PROBLEMS AND TASKS:
[1] Translate the sentence "The same is not true for Democrats." from the passage about reporters and politicians into Spanish.
[2] Reproduce the portion of the passage about reporters and politicians starting with "What’s good for" and going on through "they invariably are.".

━━━━━ EXTRACT TO READ ━━━━━

Reporters love to play “Gotcha” with politicians. It’s in their DNA. A story about a politician caught doing something that conflicts with his or her platform is editorial gold. Sometimes.
What’s good for the goose isn’t always good for the gander. A conservative “family values” Republican caught in an affair or a self-described “pro-life” politician who is rumored to have paid for a girlfriend’s abortion becomes national news with remarkable speed. And it’s not just the politico involved who must deal with it. It becomes an issue in other races when fellow Republican candidates and officeholders are asked about it, as they invariably are.
The same is not true for Democrats. Exhibit A is the extramarital dalliance of the very married former U.S. senator and Democratic vice presidential candidate John Edwards.

━━━━━ LISTED ENTRIES ━━━━━

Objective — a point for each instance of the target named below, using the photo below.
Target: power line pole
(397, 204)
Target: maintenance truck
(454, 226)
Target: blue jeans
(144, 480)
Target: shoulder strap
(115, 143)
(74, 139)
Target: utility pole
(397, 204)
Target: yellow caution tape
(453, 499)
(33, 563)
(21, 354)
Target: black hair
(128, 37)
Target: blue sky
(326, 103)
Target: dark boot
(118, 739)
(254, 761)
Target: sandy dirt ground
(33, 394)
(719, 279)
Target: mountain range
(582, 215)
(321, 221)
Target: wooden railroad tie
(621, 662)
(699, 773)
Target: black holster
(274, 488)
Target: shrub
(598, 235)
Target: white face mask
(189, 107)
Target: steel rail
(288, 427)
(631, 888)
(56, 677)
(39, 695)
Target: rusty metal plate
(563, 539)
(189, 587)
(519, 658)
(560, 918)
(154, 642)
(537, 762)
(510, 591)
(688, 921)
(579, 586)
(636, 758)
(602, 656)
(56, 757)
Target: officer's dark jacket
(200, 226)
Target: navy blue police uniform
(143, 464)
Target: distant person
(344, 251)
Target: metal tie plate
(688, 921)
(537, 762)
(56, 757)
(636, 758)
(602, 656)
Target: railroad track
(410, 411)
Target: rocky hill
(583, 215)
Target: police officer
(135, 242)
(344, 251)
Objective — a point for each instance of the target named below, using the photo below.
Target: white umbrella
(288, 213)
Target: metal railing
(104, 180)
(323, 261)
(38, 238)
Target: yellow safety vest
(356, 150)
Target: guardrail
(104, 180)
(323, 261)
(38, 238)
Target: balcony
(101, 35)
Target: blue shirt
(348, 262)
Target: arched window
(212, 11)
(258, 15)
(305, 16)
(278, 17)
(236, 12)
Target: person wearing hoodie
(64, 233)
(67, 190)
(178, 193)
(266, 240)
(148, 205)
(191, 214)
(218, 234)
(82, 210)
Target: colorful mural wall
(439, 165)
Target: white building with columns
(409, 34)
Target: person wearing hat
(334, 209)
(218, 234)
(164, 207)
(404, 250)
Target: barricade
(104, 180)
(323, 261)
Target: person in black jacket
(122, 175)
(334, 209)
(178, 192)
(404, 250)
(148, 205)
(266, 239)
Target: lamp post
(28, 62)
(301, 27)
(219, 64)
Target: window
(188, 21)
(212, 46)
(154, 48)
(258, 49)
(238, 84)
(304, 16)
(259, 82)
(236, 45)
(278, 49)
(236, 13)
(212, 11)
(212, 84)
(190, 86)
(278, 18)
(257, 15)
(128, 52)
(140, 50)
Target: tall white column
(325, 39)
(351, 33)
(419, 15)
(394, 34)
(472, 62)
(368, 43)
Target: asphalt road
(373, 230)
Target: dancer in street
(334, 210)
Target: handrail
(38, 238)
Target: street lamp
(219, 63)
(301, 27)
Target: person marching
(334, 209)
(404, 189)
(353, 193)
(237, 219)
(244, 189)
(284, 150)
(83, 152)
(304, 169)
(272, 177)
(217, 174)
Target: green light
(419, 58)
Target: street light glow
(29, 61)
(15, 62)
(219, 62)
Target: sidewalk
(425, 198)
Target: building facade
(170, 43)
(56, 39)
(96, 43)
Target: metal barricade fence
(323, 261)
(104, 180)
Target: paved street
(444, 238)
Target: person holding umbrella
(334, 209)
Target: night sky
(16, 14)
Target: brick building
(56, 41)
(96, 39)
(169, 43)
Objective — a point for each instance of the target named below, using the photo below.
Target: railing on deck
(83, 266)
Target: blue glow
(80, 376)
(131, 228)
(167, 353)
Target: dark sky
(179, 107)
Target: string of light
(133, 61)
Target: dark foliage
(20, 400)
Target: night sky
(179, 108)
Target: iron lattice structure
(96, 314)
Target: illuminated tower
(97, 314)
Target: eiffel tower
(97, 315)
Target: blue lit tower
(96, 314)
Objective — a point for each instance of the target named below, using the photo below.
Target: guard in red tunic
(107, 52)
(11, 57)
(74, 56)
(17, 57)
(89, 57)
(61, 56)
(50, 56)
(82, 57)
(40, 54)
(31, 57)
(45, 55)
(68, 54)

━━━━━

PER-TASK OUTPUTS:
[1] No sucede lo mismo con los demócratas.

[2]
What’s good for the goose isn’t always good for the gander. A conservative “family values” Republican caught in an affair or a self-described “pro-life” politician who is rumored to have paid for a girlfriend’s abortion becomes national news with remarkable speed. And it’s not just the politico involved who must deal with it. It becomes an issue in other races when fellow Republican candidates and officeholders are asked about it, as they invariably are.